The task -
Exact reproduction required: the lines below from the line with "pixel 51 239" to the line with "pixel 218 34", both ends included, and no others.

Referring expression pointing data -
- Opening Delimiter -
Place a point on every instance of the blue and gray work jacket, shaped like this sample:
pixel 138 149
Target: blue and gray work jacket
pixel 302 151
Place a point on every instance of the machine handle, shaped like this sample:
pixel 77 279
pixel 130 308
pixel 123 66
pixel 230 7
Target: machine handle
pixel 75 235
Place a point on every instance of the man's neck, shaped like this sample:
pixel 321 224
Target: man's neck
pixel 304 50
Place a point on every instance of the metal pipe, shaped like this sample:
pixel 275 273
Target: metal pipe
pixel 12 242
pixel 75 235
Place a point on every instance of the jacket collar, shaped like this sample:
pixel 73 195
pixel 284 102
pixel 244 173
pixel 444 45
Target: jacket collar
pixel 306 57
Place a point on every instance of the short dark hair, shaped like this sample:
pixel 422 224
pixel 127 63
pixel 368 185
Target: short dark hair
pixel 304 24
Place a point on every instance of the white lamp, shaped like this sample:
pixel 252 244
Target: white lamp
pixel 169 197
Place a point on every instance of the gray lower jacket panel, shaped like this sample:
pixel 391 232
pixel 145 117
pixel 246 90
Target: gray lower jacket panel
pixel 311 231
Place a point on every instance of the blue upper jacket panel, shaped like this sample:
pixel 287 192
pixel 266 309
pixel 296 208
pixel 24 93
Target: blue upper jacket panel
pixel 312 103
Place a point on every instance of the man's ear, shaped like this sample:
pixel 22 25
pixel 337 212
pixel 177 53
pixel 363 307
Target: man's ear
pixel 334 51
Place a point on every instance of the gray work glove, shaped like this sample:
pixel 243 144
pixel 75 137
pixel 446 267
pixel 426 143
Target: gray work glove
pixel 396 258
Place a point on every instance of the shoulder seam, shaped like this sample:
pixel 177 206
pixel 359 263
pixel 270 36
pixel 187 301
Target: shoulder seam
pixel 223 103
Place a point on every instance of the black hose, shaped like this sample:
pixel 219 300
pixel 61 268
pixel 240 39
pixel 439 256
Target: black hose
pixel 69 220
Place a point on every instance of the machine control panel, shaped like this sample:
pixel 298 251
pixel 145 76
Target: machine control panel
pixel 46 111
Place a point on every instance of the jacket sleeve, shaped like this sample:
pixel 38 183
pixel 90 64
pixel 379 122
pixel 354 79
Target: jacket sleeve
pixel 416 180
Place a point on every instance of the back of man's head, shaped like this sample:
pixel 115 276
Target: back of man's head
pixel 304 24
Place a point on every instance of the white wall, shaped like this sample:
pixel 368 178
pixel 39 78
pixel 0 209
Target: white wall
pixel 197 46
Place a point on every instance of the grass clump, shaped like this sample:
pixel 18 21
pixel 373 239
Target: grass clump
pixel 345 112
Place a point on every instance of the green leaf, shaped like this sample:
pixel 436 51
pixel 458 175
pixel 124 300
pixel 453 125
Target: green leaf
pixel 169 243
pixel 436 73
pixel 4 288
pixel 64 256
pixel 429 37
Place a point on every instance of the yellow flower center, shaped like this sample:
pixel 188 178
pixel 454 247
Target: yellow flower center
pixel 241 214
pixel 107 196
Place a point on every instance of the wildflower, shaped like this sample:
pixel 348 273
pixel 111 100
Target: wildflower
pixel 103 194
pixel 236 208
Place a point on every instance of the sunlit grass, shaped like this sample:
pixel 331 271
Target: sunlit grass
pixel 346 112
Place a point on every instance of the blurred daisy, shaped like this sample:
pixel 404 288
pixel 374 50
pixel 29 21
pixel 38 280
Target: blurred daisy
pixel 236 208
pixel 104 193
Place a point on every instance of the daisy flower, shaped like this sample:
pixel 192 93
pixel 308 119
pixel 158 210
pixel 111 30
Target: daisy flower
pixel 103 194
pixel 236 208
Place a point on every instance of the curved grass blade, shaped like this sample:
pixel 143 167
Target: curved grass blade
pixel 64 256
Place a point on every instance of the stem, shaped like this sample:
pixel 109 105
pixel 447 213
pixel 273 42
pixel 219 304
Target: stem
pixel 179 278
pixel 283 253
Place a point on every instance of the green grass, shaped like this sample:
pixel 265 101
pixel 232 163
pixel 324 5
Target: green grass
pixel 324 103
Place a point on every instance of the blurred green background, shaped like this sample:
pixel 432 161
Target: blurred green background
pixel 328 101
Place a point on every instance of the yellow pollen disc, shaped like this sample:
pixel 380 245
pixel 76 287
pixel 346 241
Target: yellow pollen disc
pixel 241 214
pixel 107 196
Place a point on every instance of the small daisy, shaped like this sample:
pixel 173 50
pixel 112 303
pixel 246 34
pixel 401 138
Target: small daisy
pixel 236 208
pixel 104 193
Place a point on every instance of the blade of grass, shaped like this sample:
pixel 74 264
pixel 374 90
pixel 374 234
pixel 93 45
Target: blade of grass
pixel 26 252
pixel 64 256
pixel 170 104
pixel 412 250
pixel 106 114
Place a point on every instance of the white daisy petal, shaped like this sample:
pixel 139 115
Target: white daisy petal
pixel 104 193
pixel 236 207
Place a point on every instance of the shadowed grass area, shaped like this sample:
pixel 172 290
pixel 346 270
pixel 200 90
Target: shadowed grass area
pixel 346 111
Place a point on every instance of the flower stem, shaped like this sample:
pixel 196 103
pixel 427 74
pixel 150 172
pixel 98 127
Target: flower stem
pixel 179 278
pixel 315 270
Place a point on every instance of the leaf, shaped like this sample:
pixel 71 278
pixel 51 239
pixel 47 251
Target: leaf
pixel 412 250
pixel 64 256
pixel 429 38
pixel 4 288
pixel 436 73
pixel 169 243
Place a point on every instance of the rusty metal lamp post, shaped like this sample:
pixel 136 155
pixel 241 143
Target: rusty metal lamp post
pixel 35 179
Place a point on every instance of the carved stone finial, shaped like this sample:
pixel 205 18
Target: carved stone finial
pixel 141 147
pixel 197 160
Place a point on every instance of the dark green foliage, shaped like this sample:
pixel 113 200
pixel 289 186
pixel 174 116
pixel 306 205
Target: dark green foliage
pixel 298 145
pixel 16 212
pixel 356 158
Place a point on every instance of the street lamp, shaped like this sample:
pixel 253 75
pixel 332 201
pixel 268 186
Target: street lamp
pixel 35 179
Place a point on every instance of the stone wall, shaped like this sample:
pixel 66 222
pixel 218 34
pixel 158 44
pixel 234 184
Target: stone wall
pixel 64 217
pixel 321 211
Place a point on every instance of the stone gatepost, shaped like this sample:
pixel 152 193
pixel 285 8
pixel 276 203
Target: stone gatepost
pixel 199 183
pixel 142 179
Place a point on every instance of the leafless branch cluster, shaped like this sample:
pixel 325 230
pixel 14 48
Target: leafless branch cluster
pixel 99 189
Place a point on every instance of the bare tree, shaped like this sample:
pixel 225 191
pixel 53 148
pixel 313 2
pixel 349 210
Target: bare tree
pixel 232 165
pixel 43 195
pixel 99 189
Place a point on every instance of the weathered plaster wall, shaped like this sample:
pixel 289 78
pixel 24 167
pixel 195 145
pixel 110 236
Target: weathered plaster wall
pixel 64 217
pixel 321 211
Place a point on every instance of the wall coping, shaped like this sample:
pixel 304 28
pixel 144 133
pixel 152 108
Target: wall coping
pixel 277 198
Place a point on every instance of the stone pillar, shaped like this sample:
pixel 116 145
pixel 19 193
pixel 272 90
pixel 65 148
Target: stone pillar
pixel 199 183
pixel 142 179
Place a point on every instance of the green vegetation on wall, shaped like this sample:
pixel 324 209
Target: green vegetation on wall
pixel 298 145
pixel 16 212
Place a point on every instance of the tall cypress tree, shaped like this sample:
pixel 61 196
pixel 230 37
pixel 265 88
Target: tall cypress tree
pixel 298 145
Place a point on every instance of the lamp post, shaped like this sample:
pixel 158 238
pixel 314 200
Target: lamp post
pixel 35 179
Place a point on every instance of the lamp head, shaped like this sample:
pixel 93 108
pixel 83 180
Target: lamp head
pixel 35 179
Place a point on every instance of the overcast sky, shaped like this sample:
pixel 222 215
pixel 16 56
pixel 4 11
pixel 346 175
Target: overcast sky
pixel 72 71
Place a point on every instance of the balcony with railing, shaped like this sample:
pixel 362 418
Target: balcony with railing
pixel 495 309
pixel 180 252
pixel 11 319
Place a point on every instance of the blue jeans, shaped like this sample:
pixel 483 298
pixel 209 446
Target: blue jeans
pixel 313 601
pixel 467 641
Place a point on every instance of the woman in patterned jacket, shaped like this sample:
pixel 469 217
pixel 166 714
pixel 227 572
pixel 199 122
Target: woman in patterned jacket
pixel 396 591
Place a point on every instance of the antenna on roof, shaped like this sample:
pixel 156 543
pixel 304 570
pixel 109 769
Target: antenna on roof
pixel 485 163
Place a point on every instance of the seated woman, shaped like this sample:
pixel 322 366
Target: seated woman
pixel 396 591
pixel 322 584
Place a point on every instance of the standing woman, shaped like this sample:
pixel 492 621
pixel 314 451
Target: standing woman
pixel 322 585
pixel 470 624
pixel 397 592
- Closing Delimiter -
Solution for this task -
pixel 51 239
pixel 47 251
Target: leaf
pixel 412 250
pixel 64 256
pixel 429 38
pixel 4 288
pixel 436 73
pixel 169 243
Place a point on every instance of the rusty metal lamp post, shaped like this sample:
pixel 136 155
pixel 241 143
Target: rusty metal lamp post
pixel 35 179
Place a point on every instance of the carved stone finial, shaped like this sample:
pixel 205 18
Target: carved stone finial
pixel 141 147
pixel 197 160
Place a point on every instance of the dark green foliage, shaped like this sample:
pixel 113 200
pixel 289 186
pixel 174 116
pixel 306 205
Target: dark green foliage
pixel 298 145
pixel 16 212
pixel 356 158
Place a point on every instance of the street lamp, shaped like this sample:
pixel 253 75
pixel 332 201
pixel 268 186
Target: street lamp
pixel 35 179
Place a point on every instance of the stone wall, shaped like this sample:
pixel 66 222
pixel 218 34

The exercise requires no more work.